Fragmento del texto:
##########

Por: Jean Maninat
I pity the poor inmigrant
Who wishes he would’ve stayed home…
(Bob Dylan)
Latinoamérica, o Iberoamérica, según sea su gusto, ha sido un melting pot relumbrante y creativo. Sin tener en cuenta el envión de la inmigración que llegó a sus orillas, venida de todos ámbitos, es imposible desentrañarla en sus momentos de esplendor titilante, decadencia y miseria, y en su perenne adicción a demoler todo lo hecho para comenzar de nuevo. En medio de todas sus falencias, su inmensa capacidad histórica para la mixtura racial y cultural, y su hábil sincretismo político-económico, ha labrado lo mejor y lo peor de su atribulada historia. No deja de ser sorprendente.
La división y repartición inicial entre españoles y portugueses de las rutas de navegación en el océano atlántico y la eventual conquista del Nuevo Mundo -producto del Tratado de Tordesillas- pronto dio paso a una erupción de apetencias europeas, atraídas por el esplendor ficticio de El Dorado y unas tierras de especies y oro con las que Colón se habría tropezado como quien patea, par hasard, la lámpara de Aladino de regreso de una noche de trasnocho.
Pronto los mares del nuevo continente se convirtieron en campos de batallas de blanquiñosos ávidos de riqueza para salir de la escasez insalubre en que malvivían en el viejo continente, o de rellenar las arcas reales exhaustas por la tonta e inútil altivez de sus monarcas, y el deseo de un clero deseoso de salvar almas y de paso extender su dominio espiritual y material en el mundo. Surge la rapiña violenta de los piratas y corsarios, al servicio propio o de monarcas con tics de asaltadores y violadores, tan romantizados por Hollywood y sus grandes estudios. No, no, no del capitán Jack Sparrow no vamos a hablar…
Aquí se desliza -sin querer queriendo- la diatriba acerca del papel de los europeos en la destrucción de civilizaciones sofisticadas y promisorias, o de bucólicos indígenas, pacíficos y semidesnudos, viviendo en libertad y fumando hojas de tabaco en comunión respetuosa con la naturaleza. La verdad de la milanesa es que ni los unos eran tan desalmados -basta con leer a los cronistas de Indias, ni los otros tan pacíficos y hippies, como atestiguan los miles de miles de guerreros de pueblos oprimidos por los Aztecas que conformaron la vengativa y cruenta vanguardia en la toma de Tenochtitlán por Hernán Cortez y sus aliados.

##########

Copia completo y sin ningún cambio el fragmento anterior sobre la inmigración en Latinoamérica.

Información extraída:

##########

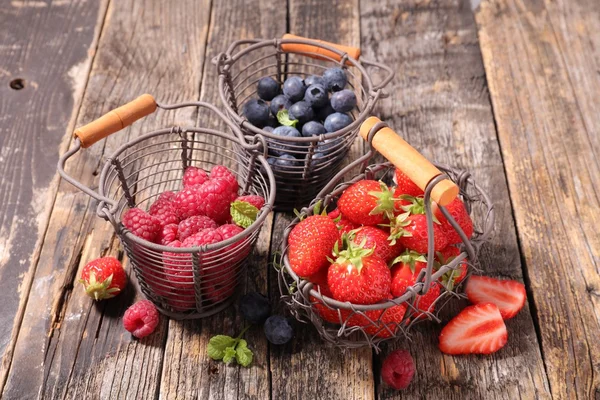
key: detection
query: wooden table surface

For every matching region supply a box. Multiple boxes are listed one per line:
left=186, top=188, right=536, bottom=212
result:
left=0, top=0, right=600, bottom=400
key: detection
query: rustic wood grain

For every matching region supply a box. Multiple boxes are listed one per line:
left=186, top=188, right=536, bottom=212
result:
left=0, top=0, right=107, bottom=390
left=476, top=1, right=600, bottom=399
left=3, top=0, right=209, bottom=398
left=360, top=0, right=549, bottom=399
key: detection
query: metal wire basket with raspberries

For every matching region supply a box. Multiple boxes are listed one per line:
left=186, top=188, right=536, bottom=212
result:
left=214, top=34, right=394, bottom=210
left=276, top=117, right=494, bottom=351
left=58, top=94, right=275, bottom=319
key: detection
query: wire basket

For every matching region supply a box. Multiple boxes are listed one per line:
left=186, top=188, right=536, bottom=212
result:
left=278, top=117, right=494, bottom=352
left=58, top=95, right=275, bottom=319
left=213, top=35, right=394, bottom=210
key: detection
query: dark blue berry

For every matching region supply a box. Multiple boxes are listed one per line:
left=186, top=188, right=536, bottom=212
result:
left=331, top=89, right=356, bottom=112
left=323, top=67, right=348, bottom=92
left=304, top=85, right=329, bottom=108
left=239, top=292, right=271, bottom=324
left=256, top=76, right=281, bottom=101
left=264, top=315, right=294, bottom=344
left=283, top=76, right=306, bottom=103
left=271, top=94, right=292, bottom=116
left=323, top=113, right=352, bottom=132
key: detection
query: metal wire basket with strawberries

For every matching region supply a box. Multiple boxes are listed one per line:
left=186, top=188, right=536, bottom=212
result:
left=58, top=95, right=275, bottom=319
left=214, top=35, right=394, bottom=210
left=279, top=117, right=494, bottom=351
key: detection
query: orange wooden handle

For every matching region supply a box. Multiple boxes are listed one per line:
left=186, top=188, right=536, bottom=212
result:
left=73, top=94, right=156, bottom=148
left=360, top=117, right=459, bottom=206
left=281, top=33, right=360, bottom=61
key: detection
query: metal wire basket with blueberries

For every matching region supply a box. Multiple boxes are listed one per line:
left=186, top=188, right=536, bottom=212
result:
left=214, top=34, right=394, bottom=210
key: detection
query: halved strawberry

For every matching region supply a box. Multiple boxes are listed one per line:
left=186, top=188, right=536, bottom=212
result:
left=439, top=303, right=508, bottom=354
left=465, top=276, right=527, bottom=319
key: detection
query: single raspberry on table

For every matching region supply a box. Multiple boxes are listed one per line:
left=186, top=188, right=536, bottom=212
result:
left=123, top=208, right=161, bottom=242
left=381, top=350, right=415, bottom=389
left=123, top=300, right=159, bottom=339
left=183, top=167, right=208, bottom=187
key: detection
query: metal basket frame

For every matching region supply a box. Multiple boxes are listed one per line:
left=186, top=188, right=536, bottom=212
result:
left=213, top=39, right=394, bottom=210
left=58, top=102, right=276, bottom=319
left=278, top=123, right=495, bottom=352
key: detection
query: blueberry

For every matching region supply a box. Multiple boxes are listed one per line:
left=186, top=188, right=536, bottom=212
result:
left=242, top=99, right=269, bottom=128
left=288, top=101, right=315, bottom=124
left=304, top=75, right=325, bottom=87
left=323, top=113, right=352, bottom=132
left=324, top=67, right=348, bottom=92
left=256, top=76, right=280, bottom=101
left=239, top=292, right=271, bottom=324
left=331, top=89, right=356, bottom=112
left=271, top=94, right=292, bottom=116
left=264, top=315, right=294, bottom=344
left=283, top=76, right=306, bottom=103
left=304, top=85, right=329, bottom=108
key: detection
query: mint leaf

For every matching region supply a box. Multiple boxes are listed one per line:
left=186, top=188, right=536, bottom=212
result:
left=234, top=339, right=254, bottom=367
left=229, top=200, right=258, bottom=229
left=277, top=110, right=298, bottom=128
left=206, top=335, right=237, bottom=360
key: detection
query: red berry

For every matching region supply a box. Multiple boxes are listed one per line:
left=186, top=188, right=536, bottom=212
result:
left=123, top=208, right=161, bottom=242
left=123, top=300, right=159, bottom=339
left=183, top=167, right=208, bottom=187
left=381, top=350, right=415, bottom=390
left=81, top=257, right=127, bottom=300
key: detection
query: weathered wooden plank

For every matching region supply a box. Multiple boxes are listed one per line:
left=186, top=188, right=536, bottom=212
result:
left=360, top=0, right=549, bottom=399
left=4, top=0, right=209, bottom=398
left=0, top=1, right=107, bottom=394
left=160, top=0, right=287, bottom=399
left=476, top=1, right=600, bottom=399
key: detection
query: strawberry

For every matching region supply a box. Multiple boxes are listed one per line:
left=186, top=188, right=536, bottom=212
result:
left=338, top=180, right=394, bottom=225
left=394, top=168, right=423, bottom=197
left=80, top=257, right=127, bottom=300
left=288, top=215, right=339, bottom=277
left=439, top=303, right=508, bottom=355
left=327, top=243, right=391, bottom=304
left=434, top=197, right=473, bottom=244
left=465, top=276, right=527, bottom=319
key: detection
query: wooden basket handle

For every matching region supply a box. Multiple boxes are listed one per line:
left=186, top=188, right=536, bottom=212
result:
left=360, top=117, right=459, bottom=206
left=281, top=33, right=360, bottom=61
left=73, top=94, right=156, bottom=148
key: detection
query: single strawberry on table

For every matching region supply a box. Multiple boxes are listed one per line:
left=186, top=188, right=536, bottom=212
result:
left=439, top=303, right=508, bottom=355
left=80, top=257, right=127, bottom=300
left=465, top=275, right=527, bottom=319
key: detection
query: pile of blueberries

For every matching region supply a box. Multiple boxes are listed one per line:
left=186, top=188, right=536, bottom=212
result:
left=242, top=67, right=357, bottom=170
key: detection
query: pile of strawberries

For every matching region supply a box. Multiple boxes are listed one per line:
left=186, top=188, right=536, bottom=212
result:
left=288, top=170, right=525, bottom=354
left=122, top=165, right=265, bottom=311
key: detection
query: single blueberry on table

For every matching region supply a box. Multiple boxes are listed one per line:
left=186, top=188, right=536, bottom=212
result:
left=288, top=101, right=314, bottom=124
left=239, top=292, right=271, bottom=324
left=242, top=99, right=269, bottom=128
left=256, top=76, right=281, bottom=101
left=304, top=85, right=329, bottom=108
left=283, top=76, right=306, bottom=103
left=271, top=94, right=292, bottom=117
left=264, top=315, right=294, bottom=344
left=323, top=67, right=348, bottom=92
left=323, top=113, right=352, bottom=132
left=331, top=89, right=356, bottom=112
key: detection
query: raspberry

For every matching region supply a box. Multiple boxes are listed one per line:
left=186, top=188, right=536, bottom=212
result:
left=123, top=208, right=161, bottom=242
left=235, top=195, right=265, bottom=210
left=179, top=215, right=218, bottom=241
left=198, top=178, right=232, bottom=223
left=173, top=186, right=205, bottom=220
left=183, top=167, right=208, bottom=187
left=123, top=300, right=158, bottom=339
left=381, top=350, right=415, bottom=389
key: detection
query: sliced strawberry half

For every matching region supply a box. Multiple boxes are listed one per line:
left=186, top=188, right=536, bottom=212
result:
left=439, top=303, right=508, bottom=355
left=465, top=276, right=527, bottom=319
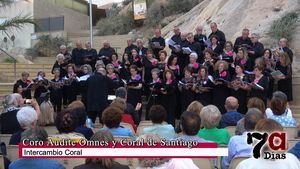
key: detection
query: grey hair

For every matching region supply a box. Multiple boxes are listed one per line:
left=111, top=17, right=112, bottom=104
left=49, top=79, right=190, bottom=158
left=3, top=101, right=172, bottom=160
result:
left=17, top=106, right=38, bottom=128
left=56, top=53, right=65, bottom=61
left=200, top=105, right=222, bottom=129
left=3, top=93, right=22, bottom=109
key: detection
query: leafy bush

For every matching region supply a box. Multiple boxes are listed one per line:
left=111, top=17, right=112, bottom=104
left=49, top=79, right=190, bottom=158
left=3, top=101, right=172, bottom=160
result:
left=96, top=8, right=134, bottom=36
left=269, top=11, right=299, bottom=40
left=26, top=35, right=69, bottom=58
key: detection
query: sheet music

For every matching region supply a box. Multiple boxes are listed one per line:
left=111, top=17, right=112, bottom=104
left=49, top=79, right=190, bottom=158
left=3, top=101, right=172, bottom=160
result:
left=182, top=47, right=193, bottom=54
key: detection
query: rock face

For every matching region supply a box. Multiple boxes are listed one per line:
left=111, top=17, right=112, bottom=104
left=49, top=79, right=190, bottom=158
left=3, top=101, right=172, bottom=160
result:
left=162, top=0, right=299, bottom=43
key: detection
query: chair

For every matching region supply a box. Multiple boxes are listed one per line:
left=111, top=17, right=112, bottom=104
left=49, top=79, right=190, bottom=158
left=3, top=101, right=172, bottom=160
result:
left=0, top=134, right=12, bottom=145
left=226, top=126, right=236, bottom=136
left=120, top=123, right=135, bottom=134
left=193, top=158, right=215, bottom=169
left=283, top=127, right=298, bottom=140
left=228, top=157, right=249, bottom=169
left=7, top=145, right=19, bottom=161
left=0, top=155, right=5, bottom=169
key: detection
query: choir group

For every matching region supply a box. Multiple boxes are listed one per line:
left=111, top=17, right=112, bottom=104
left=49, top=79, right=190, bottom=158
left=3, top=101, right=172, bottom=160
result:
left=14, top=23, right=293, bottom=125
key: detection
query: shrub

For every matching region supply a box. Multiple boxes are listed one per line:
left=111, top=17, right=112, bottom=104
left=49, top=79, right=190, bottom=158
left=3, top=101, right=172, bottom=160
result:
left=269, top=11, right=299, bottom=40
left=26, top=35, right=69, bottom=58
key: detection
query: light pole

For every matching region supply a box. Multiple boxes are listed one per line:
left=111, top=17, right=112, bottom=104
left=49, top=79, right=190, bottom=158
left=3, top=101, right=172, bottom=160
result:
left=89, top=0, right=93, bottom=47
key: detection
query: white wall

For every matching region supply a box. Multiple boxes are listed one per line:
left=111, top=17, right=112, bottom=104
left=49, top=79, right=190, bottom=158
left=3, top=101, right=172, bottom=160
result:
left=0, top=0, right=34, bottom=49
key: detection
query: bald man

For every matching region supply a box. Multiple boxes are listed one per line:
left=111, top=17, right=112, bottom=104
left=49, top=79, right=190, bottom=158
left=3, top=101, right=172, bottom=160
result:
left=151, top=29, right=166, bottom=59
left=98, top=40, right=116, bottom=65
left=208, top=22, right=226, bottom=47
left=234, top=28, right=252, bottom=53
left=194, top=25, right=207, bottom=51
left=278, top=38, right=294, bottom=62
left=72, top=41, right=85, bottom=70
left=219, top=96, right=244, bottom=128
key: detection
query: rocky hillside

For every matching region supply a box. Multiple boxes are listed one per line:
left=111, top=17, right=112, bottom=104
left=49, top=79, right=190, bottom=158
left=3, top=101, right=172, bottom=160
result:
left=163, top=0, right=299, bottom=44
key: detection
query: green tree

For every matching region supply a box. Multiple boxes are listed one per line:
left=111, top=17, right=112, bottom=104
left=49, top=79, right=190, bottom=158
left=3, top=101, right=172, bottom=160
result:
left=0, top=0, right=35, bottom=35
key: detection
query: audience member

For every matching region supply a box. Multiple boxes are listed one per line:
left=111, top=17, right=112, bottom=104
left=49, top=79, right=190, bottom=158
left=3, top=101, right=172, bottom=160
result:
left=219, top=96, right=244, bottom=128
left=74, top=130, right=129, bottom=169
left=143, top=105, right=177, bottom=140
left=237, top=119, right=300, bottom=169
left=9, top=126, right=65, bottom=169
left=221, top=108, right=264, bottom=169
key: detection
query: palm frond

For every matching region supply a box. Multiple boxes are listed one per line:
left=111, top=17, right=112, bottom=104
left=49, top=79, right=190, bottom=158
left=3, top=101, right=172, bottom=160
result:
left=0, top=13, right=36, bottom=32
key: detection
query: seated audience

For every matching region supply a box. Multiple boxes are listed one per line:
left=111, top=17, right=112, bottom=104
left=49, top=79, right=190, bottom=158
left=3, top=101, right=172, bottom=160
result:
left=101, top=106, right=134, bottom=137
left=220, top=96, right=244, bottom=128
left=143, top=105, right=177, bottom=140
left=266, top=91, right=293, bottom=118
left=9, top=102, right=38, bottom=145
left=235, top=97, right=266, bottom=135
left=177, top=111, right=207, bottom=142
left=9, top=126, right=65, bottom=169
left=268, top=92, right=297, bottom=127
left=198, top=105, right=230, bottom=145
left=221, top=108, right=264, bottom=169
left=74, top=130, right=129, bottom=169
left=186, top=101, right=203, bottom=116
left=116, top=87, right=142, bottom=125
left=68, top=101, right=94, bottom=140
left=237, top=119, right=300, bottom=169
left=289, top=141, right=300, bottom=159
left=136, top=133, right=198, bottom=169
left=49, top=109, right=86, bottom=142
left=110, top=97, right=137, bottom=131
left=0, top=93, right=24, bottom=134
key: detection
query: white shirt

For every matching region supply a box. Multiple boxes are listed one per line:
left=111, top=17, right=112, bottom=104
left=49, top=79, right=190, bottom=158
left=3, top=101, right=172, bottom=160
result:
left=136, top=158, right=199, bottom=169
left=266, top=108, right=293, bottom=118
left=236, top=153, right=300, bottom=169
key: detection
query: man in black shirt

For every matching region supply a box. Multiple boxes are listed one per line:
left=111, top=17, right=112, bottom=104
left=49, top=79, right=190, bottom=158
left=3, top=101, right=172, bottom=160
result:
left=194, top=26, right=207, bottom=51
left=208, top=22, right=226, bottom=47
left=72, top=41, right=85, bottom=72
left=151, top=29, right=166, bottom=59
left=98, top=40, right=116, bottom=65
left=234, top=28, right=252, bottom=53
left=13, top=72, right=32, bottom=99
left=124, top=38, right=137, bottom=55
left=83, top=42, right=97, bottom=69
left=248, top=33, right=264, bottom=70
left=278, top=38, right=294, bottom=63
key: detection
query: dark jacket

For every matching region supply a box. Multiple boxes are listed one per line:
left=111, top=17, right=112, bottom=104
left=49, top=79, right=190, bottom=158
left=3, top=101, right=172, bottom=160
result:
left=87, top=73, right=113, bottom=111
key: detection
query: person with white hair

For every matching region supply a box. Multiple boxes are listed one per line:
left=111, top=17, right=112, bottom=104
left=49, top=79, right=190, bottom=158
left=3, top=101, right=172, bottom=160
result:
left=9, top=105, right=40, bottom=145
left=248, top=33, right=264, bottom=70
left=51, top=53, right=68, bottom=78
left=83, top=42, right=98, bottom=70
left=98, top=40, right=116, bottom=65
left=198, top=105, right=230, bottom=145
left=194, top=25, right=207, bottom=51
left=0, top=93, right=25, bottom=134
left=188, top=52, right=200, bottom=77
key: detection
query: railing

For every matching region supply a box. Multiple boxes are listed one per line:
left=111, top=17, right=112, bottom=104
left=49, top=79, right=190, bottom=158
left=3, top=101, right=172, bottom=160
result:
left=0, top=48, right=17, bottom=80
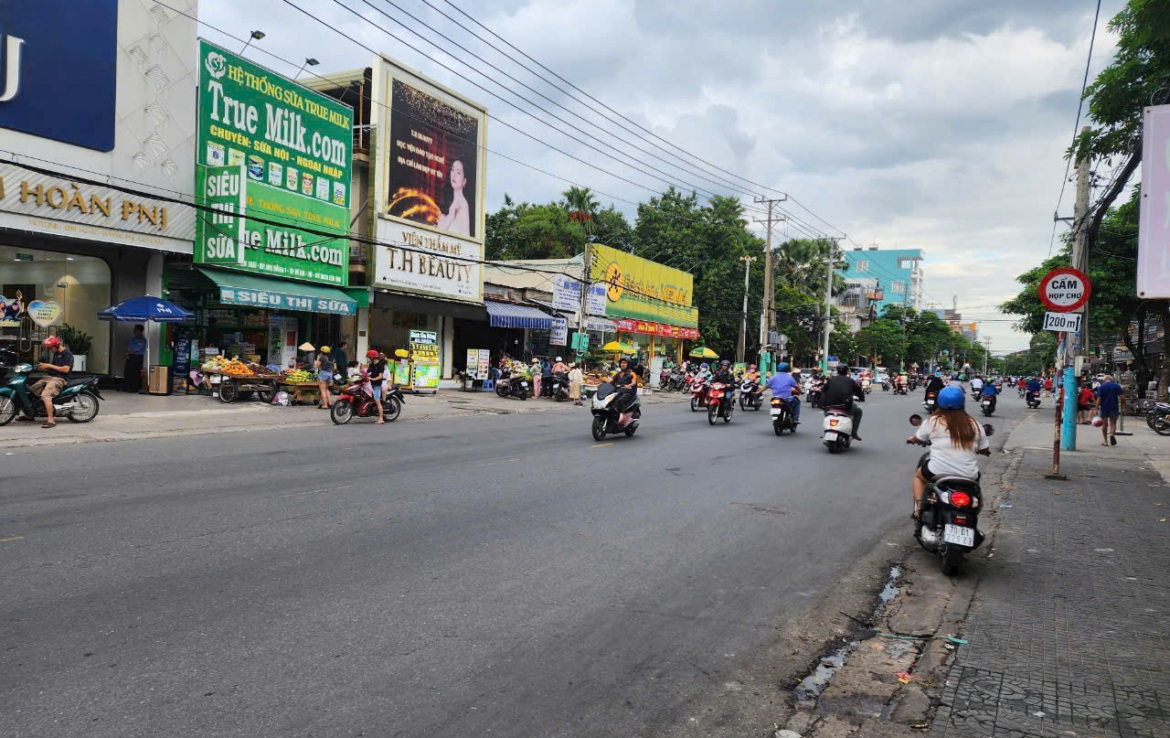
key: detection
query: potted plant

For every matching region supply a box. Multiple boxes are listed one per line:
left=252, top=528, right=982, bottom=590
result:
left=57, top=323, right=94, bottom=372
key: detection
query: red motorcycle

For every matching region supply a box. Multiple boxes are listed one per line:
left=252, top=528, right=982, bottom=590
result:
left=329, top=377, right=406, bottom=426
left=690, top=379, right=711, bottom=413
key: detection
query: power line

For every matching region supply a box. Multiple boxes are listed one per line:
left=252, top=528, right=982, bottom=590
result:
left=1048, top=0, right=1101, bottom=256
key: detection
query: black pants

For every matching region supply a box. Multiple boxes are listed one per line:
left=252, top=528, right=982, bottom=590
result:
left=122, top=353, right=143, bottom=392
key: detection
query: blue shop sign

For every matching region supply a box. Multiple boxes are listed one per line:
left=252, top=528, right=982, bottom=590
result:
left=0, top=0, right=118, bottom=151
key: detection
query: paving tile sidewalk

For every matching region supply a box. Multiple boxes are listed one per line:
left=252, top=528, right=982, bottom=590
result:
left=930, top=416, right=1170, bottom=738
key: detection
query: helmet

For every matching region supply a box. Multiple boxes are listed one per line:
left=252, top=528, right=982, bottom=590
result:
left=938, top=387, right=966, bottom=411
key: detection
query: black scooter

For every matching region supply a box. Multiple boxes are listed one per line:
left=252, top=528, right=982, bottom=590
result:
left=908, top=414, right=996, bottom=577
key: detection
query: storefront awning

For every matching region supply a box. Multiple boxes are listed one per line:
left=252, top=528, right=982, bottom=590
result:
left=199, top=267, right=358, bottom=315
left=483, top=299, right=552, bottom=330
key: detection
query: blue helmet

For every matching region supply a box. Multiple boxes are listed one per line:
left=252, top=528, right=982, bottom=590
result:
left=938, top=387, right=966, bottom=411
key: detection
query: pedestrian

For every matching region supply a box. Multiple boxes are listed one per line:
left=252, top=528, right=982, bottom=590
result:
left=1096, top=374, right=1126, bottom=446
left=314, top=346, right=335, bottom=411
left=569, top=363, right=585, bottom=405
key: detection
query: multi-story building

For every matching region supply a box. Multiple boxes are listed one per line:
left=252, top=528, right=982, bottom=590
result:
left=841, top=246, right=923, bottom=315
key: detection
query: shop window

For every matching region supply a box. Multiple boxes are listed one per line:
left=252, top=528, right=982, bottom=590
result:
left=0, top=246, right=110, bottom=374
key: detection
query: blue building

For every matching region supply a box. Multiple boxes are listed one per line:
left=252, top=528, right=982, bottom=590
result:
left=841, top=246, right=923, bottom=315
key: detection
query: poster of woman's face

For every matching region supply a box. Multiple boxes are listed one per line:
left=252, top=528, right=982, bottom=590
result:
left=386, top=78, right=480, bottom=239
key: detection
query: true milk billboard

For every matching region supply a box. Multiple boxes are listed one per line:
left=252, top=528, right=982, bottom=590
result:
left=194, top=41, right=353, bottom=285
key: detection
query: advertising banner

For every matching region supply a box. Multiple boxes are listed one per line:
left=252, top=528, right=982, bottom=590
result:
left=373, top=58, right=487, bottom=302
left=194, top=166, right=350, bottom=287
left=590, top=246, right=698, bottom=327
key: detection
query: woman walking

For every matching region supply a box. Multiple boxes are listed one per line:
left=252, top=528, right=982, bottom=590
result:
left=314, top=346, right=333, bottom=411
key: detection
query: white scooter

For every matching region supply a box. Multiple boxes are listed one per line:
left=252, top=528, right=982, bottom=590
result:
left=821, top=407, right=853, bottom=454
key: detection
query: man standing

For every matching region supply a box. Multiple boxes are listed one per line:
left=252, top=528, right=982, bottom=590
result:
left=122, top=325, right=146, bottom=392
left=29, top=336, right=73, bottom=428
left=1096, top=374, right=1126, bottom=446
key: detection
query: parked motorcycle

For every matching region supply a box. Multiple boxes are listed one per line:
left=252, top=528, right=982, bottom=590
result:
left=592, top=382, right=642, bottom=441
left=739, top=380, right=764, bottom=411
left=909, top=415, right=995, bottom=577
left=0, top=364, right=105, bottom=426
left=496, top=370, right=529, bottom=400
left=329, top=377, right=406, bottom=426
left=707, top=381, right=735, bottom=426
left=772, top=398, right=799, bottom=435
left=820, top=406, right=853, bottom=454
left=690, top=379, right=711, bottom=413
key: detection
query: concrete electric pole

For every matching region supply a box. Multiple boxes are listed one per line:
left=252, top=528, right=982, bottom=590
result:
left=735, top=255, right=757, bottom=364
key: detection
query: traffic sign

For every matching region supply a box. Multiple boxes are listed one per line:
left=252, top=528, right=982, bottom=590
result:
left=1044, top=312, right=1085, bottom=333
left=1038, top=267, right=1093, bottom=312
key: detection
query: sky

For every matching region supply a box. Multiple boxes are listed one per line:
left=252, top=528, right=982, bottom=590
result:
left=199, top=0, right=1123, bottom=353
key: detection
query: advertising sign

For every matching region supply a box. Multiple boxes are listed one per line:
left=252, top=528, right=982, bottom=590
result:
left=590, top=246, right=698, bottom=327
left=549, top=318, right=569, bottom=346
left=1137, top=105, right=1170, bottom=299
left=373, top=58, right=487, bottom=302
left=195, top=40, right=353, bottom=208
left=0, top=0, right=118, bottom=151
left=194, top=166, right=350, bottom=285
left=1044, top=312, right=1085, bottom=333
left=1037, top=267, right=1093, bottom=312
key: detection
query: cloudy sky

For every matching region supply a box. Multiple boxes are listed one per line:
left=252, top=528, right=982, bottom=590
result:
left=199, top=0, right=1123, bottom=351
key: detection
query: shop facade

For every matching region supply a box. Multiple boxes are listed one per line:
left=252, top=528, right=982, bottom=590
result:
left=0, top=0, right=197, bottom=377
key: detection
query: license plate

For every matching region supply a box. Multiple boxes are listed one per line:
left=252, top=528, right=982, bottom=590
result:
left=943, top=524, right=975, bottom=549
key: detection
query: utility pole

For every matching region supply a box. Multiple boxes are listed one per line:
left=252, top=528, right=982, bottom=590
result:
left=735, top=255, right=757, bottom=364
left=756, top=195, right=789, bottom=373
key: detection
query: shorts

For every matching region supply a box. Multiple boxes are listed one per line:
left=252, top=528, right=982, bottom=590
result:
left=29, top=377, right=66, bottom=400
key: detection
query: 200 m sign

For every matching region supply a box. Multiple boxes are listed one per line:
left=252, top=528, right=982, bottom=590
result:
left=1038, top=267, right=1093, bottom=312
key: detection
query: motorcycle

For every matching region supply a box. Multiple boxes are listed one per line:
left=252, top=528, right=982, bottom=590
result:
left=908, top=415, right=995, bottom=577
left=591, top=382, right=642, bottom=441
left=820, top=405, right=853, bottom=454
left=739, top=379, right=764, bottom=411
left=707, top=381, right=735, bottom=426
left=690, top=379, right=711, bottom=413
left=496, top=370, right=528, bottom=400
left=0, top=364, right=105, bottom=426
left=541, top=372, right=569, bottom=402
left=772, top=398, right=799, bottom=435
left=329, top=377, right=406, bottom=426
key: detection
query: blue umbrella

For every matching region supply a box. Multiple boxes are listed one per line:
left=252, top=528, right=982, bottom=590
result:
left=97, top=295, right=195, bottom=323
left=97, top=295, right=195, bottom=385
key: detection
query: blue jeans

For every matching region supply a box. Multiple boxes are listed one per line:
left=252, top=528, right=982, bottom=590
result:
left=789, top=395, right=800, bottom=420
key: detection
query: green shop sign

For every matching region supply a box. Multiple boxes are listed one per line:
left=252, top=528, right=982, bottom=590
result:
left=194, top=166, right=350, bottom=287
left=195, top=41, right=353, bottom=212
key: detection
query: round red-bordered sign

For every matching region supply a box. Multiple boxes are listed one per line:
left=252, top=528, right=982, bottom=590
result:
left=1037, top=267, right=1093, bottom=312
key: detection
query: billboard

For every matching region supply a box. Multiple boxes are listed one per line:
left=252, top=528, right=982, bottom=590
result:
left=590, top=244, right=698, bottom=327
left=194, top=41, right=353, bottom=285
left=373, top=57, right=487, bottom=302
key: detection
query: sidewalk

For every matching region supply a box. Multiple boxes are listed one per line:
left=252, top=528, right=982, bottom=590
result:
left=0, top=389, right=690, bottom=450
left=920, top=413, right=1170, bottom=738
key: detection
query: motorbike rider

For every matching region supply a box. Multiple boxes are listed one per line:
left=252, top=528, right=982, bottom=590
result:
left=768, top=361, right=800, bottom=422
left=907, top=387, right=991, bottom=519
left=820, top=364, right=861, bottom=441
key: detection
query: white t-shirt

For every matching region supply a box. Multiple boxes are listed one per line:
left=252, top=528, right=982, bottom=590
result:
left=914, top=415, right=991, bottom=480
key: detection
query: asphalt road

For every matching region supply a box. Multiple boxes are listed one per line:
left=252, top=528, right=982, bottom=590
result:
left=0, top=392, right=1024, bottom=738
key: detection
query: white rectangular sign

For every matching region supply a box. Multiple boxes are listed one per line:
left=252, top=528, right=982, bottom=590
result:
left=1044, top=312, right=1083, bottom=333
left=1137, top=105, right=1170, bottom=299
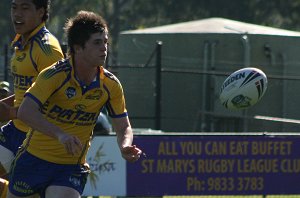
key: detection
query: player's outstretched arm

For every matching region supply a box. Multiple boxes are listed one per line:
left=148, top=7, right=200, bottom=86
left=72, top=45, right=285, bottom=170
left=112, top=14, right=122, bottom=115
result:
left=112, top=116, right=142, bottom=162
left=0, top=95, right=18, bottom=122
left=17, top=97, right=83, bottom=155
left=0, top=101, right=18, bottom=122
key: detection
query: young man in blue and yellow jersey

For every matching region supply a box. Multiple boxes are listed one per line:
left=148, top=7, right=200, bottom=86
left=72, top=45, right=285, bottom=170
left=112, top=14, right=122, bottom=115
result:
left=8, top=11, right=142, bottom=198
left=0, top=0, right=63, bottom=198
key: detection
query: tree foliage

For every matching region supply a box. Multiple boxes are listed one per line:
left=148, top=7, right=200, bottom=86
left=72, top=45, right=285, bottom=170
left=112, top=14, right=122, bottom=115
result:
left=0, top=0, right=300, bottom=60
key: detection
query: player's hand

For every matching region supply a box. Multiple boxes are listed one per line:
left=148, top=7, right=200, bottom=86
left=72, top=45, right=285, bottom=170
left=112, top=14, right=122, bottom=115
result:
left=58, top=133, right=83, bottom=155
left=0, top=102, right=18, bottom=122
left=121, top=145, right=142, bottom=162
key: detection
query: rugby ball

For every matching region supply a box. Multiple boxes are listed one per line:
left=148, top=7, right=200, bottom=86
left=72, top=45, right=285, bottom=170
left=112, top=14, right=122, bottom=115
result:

##########

Solución del ejercicio:
Por: Jean Maninat
I pity the poor inmigrant
Who wishes he would’ve stayed home…
(Bob Dylan)
Latinoamérica, o Iberoamérica, según sea su gusto, ha sido un melting pot relumbrante y creativo. Sin tener en cuenta el envión de la inmigración que llegó a sus orillas, venida de todos ámbitos, es imposible desentrañarla en sus momentos de esplendor titilante, decadencia y miseria, y en su perenne adicción a demoler todo lo hecho para comenzar de nuevo. En medio de todas sus falencias, su inmensa capacidad histórica para la mixtura racial y cultural, y su hábil sincretismo político-económico, ha labrado lo mejor y lo peor de su atribulada historia. No deja de ser sorprendente.
La división y repartición inicial entre españoles y portugueses de las rutas de navegación en el océano atlántico y la eventual conquista del Nuevo Mundo -producto del Tratado de Tordesillas- pronto dio paso a una erupción de apetencias europeas, atraídas por el esplendor ficticio de El Dorado y unas tierras de especies y oro con las que Colón se habría tropezado como quien patea, par hasard, la lámpara de Aladino de regreso de una noche de trasnocho.
Pronto los mares del nuevo continente se convirtieron en campos de batallas de blanquiñosos ávidos de riqueza para salir de la escasez insalubre en que malvivían en el viejo continente, o de rellenar las arcas reales exhaustas por la tonta e inútil altivez de sus monarcas, y el deseo de un clero deseoso de salvar almas y de paso extender su dominio espiritual y material en el mundo. Surge la rapiña violenta de los piratas y corsarios, al servicio propio o de monarcas con tics de asaltadores y violadores, tan romantizados por Hollywood y sus grandes estudios. No, no, no del capitán Jack Sparrow no vamos a hablar…
Aquí se desliza -sin querer queriendo- la diatriba acerca del papel de los europeos en la destrucción de civilizaciones sofisticadas y promisorias, o de bucólicos indígenas, pacíficos y semidesnudos, viviendo en libertad y fumando hojas de tabaco en comunión respetuosa con la naturaleza. La verdad de la milanesa es que ni los unos eran tan desalmados -basta con leer a los cronistas de Indias, ni los otros tan pacíficos y hippies, como atestiguan los miles de miles de guerreros de pueblos oprimidos por los Aztecas que conformaron la vengativa y cruenta vanguardia en la toma de Tenochtitlán por Hernán Cortez y sus aliados.